## Exercise inputs

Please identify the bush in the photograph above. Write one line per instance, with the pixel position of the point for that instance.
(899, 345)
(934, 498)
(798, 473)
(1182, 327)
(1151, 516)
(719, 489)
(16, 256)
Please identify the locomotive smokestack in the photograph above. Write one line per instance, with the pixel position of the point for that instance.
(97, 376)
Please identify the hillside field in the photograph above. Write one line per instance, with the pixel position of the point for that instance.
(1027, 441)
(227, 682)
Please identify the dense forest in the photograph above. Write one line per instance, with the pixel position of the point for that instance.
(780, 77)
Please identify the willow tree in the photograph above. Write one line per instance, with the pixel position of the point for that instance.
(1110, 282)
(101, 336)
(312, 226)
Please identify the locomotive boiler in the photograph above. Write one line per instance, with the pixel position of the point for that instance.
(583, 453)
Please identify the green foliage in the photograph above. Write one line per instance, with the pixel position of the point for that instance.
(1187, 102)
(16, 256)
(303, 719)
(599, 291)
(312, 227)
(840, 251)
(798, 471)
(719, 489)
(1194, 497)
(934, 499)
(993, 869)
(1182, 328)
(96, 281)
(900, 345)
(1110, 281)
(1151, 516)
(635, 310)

## Objective
Copy every line of the material, please, keeping it exactly the same.

## Expected answer
Please identify the bush in the photograph above. Write one line per instance, with the pixel position of the point for that instance.
(899, 345)
(934, 498)
(798, 473)
(1182, 327)
(1151, 516)
(719, 489)
(16, 256)
Please identify the locomotive smokestack in the photograph above. Write one line per instance, with the pixel position of the point for that instance.
(97, 376)
Please identify the hillside field in the photograph above. Write one line per instance, with the pixel position of the point for that instance.
(1027, 441)
(227, 682)
Please identify the dense forest in the photograph above. Write one line per instance, with the pixel position of the point for that instance.
(780, 77)
Please identify the willow tree in the photograph above. Write one line per instance, with the pixel position of the point for that instance.
(1110, 282)
(101, 336)
(312, 226)
Please identify the locomotive boiler in the photograph above. Write one line per instance, with the pixel position of the point for that instance.
(583, 453)
Please identify the green foliage in the photograph above. Write one line per instance, with the pixel position of the point for that instance.
(1187, 102)
(16, 256)
(303, 719)
(599, 291)
(312, 227)
(840, 251)
(798, 471)
(719, 489)
(1194, 497)
(934, 499)
(993, 869)
(1182, 328)
(96, 281)
(900, 345)
(1110, 281)
(1151, 516)
(635, 310)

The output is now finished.